■ Text
__________
Posted by: miraincostarica | October 5, 2008

In Guatemala

Well, we’re finally here! After a 7-week hiatus in the US, we’ve arrived in Queztaltenango (Xela for short) in Guatemala.

Xela (Shay-la) is the second largest city in Guatemala and at 1 1/2 miles above sea level, it’s a beautiful mountain town. We choose to move over to Guatemala, instead of going back to Costa Rica, for a variety of reasons: cost of living and Spanish schools, cultural exposure, volunteer opportunities, country dynamics, less tourism, etc.
Xela is a perfect blend of past and present, with winding cobblestone streets and lots of outdoor markets. There’s not a lot of touristy stuff here, so the foreigners living here are long-term volunteers or Spanish learners – a very cool group of people so far. There’s a beautiful, huge, old cathedral in the center of town. At the same time, it has a ton of modern stuff – movie theaters, wi-fi coffee shops, bookstores, salsa clubs, gyms. Almost no one speaks English, so I’m confident my Spanish is going to get better faster. 
It’s always disorienting to settle into a new place. The elevation we’re at has proved to cause some shortness of breath and fatigue (we’re operating with 40% less oxygen than you get at sea level), but your body adjusts. It’s mid-60 during the day but drops into the 50’s at night — and no, they don’t have heaters here so we’re cold pretty much all the time. It rains every single day. We’re adjusting to life without drinkable water (we boil sink water to use for drinking water), without heaters, without cars, and without as much oxygen as we’re used to having. :-)  
But life here proves to be amazing every day. Mayan ways are still the norm here – over 50% of the population are indigenous Mayans – the women still wear traditional clothes and carry baskets of food on their heads. The customs of the culture is extremely conservative. NO ONE wears tank tops or short skirts. Relations between men and women are very formal. The Mayans believe that if a man touches a woman’s hand, she will become pregnant immediately…suffice to say there’s not as much hand shaking here as in the US! Women who live with men before they’re married are considered prostitutes, so – ahem – Miguel and I are “married” for all intensive purposes down here….
__________
■ Task list
[A] In the blog post about Xela, how do the writers get their drinking water?
[B] Pick up the blog post about moving to Xela, Guatemala, and continue it from its last sentence.
__________
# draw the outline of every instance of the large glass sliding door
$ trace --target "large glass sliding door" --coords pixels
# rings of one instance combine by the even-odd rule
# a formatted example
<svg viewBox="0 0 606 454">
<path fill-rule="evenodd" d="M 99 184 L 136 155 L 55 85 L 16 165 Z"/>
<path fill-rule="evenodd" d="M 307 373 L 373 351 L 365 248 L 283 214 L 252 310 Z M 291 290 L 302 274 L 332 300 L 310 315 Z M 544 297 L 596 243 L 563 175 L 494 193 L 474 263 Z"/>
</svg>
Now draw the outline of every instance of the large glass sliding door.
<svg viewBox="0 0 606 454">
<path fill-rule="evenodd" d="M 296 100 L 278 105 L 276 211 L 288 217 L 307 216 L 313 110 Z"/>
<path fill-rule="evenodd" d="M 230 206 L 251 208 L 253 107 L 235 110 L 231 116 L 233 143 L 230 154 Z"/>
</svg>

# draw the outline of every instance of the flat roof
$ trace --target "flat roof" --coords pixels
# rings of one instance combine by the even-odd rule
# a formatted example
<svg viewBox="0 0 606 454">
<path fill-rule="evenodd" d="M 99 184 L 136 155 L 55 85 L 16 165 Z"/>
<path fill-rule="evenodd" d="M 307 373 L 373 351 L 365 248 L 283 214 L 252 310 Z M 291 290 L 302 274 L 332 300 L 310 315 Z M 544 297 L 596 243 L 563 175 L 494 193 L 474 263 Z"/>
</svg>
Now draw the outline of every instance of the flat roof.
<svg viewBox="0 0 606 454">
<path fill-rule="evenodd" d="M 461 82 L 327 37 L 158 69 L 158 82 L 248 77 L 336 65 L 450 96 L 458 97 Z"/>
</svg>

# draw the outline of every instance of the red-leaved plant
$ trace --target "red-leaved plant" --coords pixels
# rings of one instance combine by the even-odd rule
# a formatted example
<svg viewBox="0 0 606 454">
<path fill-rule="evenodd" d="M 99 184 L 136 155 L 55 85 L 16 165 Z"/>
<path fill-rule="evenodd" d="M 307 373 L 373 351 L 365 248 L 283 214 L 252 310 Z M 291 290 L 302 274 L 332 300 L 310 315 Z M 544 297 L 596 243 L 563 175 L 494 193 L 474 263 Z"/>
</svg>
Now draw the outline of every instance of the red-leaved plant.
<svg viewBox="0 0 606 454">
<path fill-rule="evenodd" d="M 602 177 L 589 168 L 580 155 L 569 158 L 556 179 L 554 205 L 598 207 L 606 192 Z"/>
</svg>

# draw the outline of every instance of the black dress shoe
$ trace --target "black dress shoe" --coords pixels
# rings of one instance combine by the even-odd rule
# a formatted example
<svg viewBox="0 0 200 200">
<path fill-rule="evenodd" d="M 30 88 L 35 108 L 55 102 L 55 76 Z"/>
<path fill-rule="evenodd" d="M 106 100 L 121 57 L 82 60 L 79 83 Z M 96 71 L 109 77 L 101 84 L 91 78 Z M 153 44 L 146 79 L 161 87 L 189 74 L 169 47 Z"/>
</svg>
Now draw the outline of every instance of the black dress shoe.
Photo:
__________
■ Per-task answers
[A] They boil sink water.

[B]
The people are incredibly friendly, saying hello as you pass by and helping in any way. The streets are filled with activity, colors, songs and community activities. Church services are blared from speakers during the day and Spanish music is blared from the clubs or radios all night. It’s a city in constant, life-affirming movement. We had our first salsa lesson Monday in a cramped studio with peeling red and pink paint, a cement floor, a very LOUD boom box, and some awesome dancers. It was a blast! 
There was a festival this weekend for the patron saint of Xela, the Virgen del Rosario – and people were out by the thousands for the street fair. Cannons and fireworks have been going off around the city both in celebration and also to “announce” mass. We saw a Guatemalan feminist group play some great music on Saturday night, which was really cool. I went to mass in the cathedral on Sunday which would have broken every single component of US fire code. It’s a city where you can see a movie and then drink wine in a dimly lit cafe all night but wake up to the sound of a crowing rooster and a woman washing clothes by hand in the small square of grass near the house next door……..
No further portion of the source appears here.